Work instructions =
Only the lines from the one containing "draw the outline of the adult fingernail" through the final line of the material below should be output, exactly as they stand.

Extracted data entries:
*-*-*

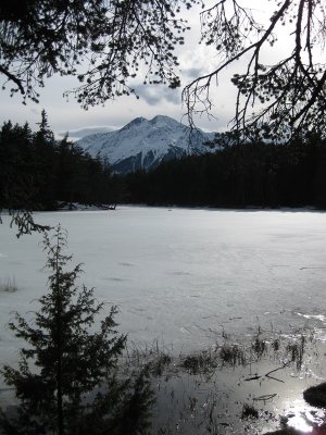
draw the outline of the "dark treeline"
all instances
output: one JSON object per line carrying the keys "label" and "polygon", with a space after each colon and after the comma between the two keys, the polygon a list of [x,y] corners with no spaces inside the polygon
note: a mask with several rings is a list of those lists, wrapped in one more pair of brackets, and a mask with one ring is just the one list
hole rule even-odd
{"label": "dark treeline", "polygon": [[326,141],[259,140],[185,157],[150,172],[114,175],[64,137],[54,139],[43,111],[38,130],[7,122],[0,129],[0,210],[54,210],[67,204],[326,208]]}
{"label": "dark treeline", "polygon": [[125,177],[134,203],[326,208],[326,142],[227,146]]}
{"label": "dark treeline", "polygon": [[54,139],[43,111],[39,128],[5,122],[0,129],[0,209],[53,210],[67,203],[116,202],[108,162],[64,137]]}

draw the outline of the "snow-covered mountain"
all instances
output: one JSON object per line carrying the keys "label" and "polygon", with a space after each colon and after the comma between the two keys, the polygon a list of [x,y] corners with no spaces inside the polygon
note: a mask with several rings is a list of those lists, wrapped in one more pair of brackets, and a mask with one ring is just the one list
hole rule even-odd
{"label": "snow-covered mountain", "polygon": [[187,153],[210,152],[204,142],[214,137],[214,133],[191,132],[172,117],[158,115],[150,121],[136,117],[118,130],[86,136],[77,145],[90,156],[108,158],[114,172],[127,173]]}

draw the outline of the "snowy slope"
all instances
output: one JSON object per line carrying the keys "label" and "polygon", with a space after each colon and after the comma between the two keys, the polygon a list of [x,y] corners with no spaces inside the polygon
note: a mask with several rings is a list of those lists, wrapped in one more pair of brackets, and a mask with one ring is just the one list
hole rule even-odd
{"label": "snowy slope", "polygon": [[203,144],[214,137],[214,133],[190,132],[172,117],[158,115],[150,121],[136,117],[116,132],[89,135],[77,145],[93,157],[108,158],[116,173],[126,173],[149,170],[186,153],[209,152]]}

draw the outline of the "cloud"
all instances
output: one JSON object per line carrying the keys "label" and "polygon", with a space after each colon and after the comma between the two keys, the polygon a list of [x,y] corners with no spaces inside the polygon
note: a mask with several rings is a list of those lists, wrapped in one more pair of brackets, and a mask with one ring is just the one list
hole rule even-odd
{"label": "cloud", "polygon": [[188,69],[184,69],[183,70],[183,74],[187,77],[187,78],[198,78],[203,74],[203,69],[198,69],[198,67],[188,67]]}
{"label": "cloud", "polygon": [[136,85],[135,92],[140,100],[143,99],[150,105],[158,105],[164,101],[172,104],[180,104],[180,89],[171,89],[166,85]]}

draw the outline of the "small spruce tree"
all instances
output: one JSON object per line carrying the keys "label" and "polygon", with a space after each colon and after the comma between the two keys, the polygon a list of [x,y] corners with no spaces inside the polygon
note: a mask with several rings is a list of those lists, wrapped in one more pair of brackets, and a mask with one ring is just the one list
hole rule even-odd
{"label": "small spruce tree", "polygon": [[66,264],[66,234],[55,228],[54,243],[47,234],[45,250],[51,270],[49,293],[39,299],[34,322],[15,313],[10,330],[28,347],[21,349],[18,368],[1,373],[15,388],[15,417],[0,414],[4,434],[147,434],[152,393],[146,372],[118,374],[118,358],[126,343],[118,335],[112,307],[93,332],[103,302],[93,289],[76,285],[80,264]]}

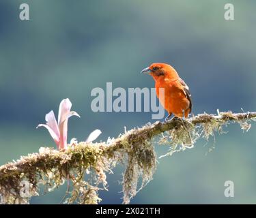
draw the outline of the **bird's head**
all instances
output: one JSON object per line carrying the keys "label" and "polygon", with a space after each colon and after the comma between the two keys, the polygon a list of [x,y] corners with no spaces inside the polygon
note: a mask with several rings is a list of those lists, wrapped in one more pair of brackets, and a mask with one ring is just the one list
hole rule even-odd
{"label": "bird's head", "polygon": [[154,63],[150,67],[143,69],[141,74],[150,74],[155,80],[160,77],[167,77],[170,79],[176,79],[179,77],[175,69],[165,63]]}

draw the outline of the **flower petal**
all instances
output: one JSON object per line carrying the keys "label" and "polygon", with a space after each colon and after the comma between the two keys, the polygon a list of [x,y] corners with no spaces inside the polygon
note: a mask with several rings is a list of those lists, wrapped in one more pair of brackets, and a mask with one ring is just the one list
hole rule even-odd
{"label": "flower petal", "polygon": [[72,103],[68,98],[63,99],[59,104],[58,114],[59,125],[66,119],[68,114],[70,112],[71,107]]}
{"label": "flower petal", "polygon": [[38,128],[40,127],[46,127],[48,129],[51,136],[53,138],[54,141],[57,144],[57,146],[59,146],[59,138],[58,136],[56,135],[55,132],[49,126],[48,126],[46,124],[39,124],[36,128]]}
{"label": "flower petal", "polygon": [[51,128],[55,134],[59,138],[59,129],[53,110],[50,111],[46,115],[45,115],[45,120],[46,121],[46,125]]}
{"label": "flower petal", "polygon": [[100,129],[95,129],[89,135],[85,140],[85,142],[89,143],[94,141],[101,134],[101,133],[102,132]]}

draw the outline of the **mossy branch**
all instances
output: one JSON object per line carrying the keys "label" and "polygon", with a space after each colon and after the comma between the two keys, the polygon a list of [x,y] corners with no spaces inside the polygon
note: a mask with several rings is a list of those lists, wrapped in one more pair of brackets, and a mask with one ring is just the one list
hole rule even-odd
{"label": "mossy branch", "polygon": [[97,204],[101,200],[98,191],[106,190],[106,172],[112,172],[111,169],[122,163],[126,166],[124,203],[128,204],[152,178],[157,161],[154,141],[170,146],[166,156],[192,148],[197,139],[208,140],[214,131],[221,133],[222,126],[231,122],[238,123],[248,131],[251,120],[256,120],[255,112],[205,113],[185,120],[147,124],[106,142],[74,143],[66,151],[41,148],[39,153],[29,154],[0,167],[0,203],[28,203],[31,197],[38,195],[40,184],[44,185],[45,191],[51,191],[68,181],[66,203]]}

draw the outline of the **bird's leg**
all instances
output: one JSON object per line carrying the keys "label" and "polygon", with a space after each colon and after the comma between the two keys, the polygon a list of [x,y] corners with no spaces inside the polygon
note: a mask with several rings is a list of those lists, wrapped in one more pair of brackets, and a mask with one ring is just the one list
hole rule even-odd
{"label": "bird's leg", "polygon": [[183,127],[186,129],[186,130],[188,132],[188,138],[189,138],[189,145],[190,146],[192,146],[192,143],[193,143],[193,140],[192,140],[192,138],[191,138],[191,136],[190,136],[190,133],[189,132],[189,130],[188,129],[188,127],[186,127],[186,121],[185,121],[185,110],[183,110],[183,116],[182,116],[182,122],[183,122]]}
{"label": "bird's leg", "polygon": [[169,115],[165,119],[164,123],[168,121],[169,119],[172,114],[172,113],[169,114]]}

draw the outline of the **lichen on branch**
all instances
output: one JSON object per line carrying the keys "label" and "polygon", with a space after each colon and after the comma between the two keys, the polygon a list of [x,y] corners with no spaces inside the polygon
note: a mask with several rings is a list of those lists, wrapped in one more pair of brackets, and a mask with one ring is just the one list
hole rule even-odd
{"label": "lichen on branch", "polygon": [[0,203],[29,203],[32,196],[39,195],[40,185],[47,192],[68,181],[64,203],[98,204],[101,201],[99,190],[107,190],[106,174],[122,164],[126,168],[124,203],[128,204],[153,178],[157,162],[153,146],[156,142],[169,146],[169,151],[163,156],[171,155],[193,148],[199,138],[208,140],[214,131],[221,133],[222,127],[231,122],[248,131],[251,121],[256,121],[256,112],[204,113],[185,120],[147,124],[106,142],[74,142],[66,151],[41,148],[38,153],[20,157],[0,167]]}

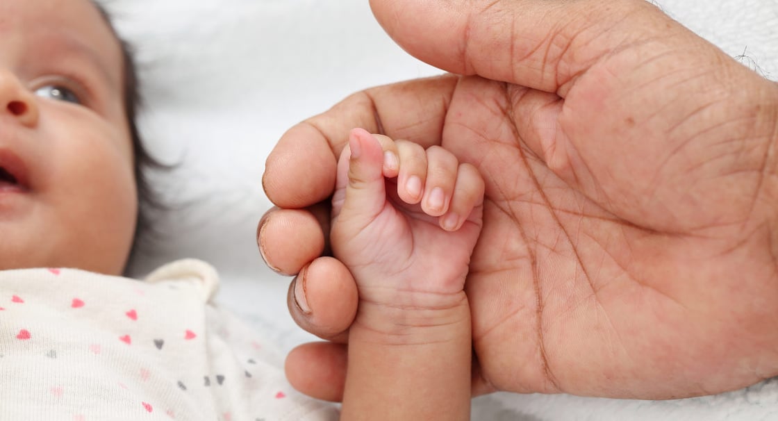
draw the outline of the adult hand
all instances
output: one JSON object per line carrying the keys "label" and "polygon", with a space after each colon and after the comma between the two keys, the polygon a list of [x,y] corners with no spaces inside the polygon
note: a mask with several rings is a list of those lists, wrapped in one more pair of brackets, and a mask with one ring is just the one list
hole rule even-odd
{"label": "adult hand", "polygon": [[[774,83],[642,0],[371,5],[409,53],[464,75],[357,93],[269,156],[281,209],[259,240],[268,264],[303,270],[302,326],[338,342],[353,316],[347,271],[316,258],[327,218],[293,209],[326,209],[362,127],[441,145],[485,177],[466,286],[475,391],[669,398],[778,374]],[[290,381],[337,399],[345,349],[296,349]]]}

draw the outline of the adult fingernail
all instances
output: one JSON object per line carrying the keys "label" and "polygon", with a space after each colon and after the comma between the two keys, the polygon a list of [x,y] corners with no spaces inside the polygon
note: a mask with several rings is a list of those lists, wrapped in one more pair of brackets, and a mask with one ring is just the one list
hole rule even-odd
{"label": "adult fingernail", "polygon": [[265,216],[259,221],[259,226],[257,227],[257,245],[259,246],[259,255],[262,256],[262,260],[265,261],[265,264],[268,265],[268,268],[272,269],[276,272],[280,272],[278,268],[273,266],[268,261],[268,256],[265,254],[265,247],[267,244],[265,243],[265,229],[268,226],[268,221],[270,220],[270,216]]}
{"label": "adult fingernail", "polygon": [[308,297],[305,296],[305,278],[307,273],[308,268],[306,268],[294,279],[294,301],[300,311],[310,314],[311,313],[310,306],[308,305]]}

*-*-*

Solved problem =
draw the outline of the adult fingernail
all instances
output: one JSON object per line carrying the keys "label" and "polygon", with a space after each colon and after the comma between the two keys, the polygon a list of [x,y] corners with no spaces inside the polygon
note: a mask with several rings is a list of those lists, wrapped in one more pair of brackets, and a mask with one ring is just the one list
hole rule even-odd
{"label": "adult fingernail", "polygon": [[265,216],[259,221],[259,226],[257,227],[257,245],[259,246],[259,255],[262,256],[262,260],[265,261],[265,264],[268,265],[268,268],[272,269],[276,272],[280,272],[278,268],[273,266],[268,261],[268,256],[265,254],[265,247],[267,244],[265,243],[265,229],[268,226],[268,221],[270,220],[270,216]]}
{"label": "adult fingernail", "polygon": [[308,297],[305,296],[305,278],[307,273],[308,268],[306,268],[294,279],[294,301],[300,311],[310,314],[311,313],[310,306],[308,305]]}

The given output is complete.